- WORK INSTRUCTION -
Check every line of the data for the word "teddy", and copy those that have it.

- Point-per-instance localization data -
- - -

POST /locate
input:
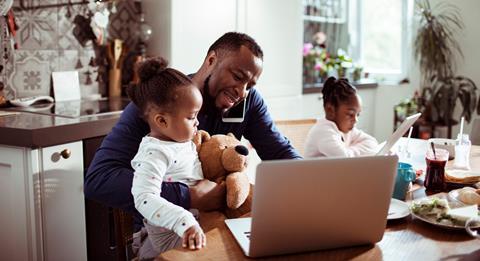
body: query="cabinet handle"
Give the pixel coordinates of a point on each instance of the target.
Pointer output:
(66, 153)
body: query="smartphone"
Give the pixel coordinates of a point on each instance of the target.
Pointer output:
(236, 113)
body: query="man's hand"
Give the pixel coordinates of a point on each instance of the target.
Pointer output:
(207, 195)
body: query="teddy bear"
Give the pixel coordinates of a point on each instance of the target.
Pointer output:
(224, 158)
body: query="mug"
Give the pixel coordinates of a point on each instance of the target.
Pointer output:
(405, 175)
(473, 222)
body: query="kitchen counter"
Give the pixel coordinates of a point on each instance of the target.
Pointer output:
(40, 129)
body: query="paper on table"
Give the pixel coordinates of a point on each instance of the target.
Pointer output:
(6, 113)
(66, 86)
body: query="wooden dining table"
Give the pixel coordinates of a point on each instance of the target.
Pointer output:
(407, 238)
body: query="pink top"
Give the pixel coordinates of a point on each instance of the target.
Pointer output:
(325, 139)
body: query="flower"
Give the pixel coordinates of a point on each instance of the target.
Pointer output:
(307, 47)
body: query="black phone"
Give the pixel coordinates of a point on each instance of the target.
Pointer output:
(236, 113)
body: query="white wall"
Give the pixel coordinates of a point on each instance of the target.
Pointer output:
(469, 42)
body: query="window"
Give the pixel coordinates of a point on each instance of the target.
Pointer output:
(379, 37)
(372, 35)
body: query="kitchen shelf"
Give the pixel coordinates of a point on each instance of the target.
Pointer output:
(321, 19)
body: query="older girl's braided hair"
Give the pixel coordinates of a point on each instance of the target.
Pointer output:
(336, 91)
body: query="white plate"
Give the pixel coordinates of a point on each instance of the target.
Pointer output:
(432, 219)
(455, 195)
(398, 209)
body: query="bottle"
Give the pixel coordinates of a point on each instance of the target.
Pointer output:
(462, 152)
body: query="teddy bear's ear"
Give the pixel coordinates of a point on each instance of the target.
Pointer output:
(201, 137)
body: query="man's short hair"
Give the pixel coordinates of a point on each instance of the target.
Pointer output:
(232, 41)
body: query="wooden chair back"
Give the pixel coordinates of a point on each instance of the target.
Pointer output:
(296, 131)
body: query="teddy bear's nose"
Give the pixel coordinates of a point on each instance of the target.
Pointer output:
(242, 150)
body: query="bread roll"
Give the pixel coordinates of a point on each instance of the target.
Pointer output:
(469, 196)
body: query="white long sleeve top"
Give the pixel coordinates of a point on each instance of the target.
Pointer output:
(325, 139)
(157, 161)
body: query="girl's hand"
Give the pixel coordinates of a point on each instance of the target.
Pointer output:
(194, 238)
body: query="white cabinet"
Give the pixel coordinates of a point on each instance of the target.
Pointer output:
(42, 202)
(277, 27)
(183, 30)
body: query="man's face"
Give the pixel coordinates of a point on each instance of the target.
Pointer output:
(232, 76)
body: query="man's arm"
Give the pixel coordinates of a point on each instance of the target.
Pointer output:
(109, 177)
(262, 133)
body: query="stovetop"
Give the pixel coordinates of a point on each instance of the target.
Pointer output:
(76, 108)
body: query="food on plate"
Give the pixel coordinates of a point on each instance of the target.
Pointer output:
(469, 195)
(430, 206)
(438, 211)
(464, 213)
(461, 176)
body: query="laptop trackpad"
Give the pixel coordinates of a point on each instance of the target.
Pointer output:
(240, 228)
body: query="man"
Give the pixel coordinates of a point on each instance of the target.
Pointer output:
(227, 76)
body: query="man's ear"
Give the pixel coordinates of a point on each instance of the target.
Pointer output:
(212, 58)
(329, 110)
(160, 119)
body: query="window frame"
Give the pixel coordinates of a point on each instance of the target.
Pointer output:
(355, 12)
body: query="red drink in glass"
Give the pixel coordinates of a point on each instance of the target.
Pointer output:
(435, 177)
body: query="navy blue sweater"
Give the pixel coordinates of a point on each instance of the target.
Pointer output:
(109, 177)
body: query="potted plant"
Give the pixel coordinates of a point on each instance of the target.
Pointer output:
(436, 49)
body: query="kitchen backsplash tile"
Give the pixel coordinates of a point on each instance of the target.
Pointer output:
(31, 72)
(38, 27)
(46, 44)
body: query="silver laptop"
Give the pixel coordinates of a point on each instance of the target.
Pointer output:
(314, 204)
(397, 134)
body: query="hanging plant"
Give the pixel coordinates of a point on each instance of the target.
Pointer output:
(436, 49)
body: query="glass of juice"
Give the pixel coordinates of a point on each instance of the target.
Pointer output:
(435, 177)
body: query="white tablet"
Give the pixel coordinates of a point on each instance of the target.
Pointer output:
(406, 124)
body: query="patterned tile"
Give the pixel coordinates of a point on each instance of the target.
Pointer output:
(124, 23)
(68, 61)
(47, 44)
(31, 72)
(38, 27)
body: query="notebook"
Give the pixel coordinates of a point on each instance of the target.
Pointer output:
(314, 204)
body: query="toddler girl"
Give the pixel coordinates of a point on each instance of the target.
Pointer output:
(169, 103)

- - -

- RESPONSE FOR THIS EXERCISE -
body: query="teddy bear"
body: query="teddy bear's ear"
body: query="teddy bear's nose"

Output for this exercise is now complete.